> _EXERCISE_: Report every line of the entries below that contains the word "bottom", treating uppercase and lowercase as different.

> _THE INPUT_:
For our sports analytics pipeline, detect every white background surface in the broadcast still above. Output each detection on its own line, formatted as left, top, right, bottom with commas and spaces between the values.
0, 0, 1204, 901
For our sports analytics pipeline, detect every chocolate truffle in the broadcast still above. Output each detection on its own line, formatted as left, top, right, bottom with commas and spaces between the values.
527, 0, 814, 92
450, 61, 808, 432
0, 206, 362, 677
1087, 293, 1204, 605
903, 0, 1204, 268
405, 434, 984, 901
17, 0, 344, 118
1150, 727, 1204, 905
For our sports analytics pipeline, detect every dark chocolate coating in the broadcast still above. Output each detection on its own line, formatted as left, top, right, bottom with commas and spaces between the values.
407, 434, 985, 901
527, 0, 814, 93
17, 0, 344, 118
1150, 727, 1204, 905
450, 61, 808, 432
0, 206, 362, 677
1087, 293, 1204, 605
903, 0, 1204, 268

> _SOLUTION BELOW_:
For our sports analytics pipeline, detect every white background surface in the broadcast still above. Output each detection on its own line, formatted as left, top, right, bottom with commas and spaces between the values.
For our sports analytics pipeline, detect every chocolate truffle in the broadcast still above. Output each detection on its own line, formatted as left, top, right, bottom with commas and spaces between the values.
For our sports analytics pipeline, detect every dark chocolate coating in the broadcast still above. Output each detection on its own line, formatted as left, top, right, bottom with commas and spaces between the values.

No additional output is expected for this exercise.